EXTRACTED DATA:

----------

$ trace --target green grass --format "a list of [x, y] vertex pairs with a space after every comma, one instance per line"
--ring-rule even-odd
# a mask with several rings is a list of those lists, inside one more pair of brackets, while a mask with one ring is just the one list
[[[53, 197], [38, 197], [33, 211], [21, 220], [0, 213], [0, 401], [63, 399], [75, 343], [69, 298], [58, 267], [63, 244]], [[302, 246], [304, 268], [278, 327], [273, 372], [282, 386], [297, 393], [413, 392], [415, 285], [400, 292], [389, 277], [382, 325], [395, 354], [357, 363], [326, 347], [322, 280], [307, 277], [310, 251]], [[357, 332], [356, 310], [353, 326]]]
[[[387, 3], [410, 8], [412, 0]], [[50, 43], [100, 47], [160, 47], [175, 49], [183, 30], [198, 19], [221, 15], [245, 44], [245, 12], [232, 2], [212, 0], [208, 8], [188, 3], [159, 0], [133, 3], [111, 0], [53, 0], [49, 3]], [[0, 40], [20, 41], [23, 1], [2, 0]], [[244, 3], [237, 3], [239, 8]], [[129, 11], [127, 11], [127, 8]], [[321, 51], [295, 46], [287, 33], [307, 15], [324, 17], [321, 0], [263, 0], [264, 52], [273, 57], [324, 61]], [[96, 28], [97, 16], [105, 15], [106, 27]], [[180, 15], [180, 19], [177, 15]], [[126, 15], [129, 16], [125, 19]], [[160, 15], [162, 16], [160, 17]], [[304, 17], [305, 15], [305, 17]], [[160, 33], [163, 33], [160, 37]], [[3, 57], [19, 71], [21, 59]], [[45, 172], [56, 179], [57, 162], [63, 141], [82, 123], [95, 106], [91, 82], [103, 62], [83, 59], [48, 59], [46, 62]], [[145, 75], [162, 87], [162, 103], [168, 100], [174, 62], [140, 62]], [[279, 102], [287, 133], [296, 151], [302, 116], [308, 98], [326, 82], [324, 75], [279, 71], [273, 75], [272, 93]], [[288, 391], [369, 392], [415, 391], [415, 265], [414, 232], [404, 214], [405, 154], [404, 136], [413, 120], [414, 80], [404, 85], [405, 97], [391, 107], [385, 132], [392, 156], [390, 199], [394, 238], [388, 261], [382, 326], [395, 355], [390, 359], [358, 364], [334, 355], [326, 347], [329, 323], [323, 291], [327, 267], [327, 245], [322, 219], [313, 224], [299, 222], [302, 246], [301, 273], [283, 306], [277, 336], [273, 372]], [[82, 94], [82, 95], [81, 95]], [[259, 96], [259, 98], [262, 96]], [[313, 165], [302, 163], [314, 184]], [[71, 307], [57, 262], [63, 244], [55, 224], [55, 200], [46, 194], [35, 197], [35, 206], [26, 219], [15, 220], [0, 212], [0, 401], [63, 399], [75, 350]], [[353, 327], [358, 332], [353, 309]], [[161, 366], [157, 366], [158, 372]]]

----------

OBJECTIVE: Change "green grass" to "dry grass" throughout the rows above and write them out again with everything else left unchanged.

SOLUTION FOR THIS PROBLEM:
$ trace --target dry grass --format "a list of [x, y] vertex pairs with a space after every comma, one instance per line"
--ring-rule even-odd
# a mask with several rings is a list of those lists, inside one more pair of brackets, while a mask with one ring is just the one list
[[[53, 197], [38, 197], [33, 211], [21, 220], [0, 213], [0, 401], [63, 399], [75, 343], [69, 298], [58, 267], [63, 244]], [[302, 246], [304, 268], [278, 327], [273, 372], [282, 386], [297, 393], [413, 392], [415, 285], [400, 292], [389, 277], [382, 325], [395, 354], [357, 363], [326, 347], [322, 280], [307, 277], [310, 251]], [[357, 332], [356, 310], [353, 326]]]
[[[387, 3], [410, 8], [412, 0]], [[50, 43], [100, 47], [160, 47], [175, 49], [183, 30], [198, 19], [221, 15], [245, 44], [245, 12], [232, 2], [212, 0], [208, 8], [188, 3], [159, 0], [133, 3], [111, 0], [53, 0], [49, 3]], [[0, 40], [20, 41], [23, 1], [2, 0]], [[244, 3], [237, 3], [239, 8]], [[129, 11], [127, 11], [127, 8]], [[321, 51], [295, 46], [287, 33], [307, 15], [324, 17], [321, 0], [263, 0], [264, 52], [273, 57], [324, 61]], [[96, 28], [97, 16], [105, 15], [106, 27]], [[180, 15], [180, 19], [177, 15]], [[126, 15], [129, 16], [125, 19]], [[160, 15], [162, 16], [160, 17]], [[304, 17], [305, 15], [305, 17]], [[160, 33], [163, 33], [160, 37]], [[3, 57], [19, 71], [21, 59]], [[45, 172], [56, 179], [57, 162], [63, 141], [82, 123], [95, 106], [91, 82], [103, 62], [83, 59], [48, 59], [46, 62]], [[145, 75], [162, 87], [162, 103], [168, 100], [174, 62], [140, 62]], [[279, 102], [287, 133], [296, 151], [302, 116], [308, 98], [326, 82], [324, 75], [279, 71], [273, 75], [272, 93]], [[288, 391], [369, 392], [415, 391], [415, 265], [414, 232], [404, 214], [405, 154], [404, 136], [413, 120], [414, 80], [404, 85], [405, 97], [391, 107], [385, 132], [392, 156], [390, 199], [394, 238], [388, 261], [382, 326], [395, 355], [390, 359], [358, 364], [334, 355], [326, 347], [329, 323], [323, 291], [327, 267], [327, 245], [322, 219], [313, 224], [299, 222], [302, 246], [301, 273], [283, 306], [277, 336], [273, 372]], [[82, 94], [82, 95], [81, 95]], [[259, 96], [259, 98], [262, 96]], [[313, 165], [302, 163], [314, 184]], [[71, 307], [57, 262], [63, 244], [55, 224], [55, 200], [46, 194], [35, 197], [35, 206], [26, 219], [15, 220], [0, 212], [0, 401], [63, 399], [75, 350]], [[353, 327], [358, 332], [353, 309]], [[161, 366], [157, 366], [158, 372]]]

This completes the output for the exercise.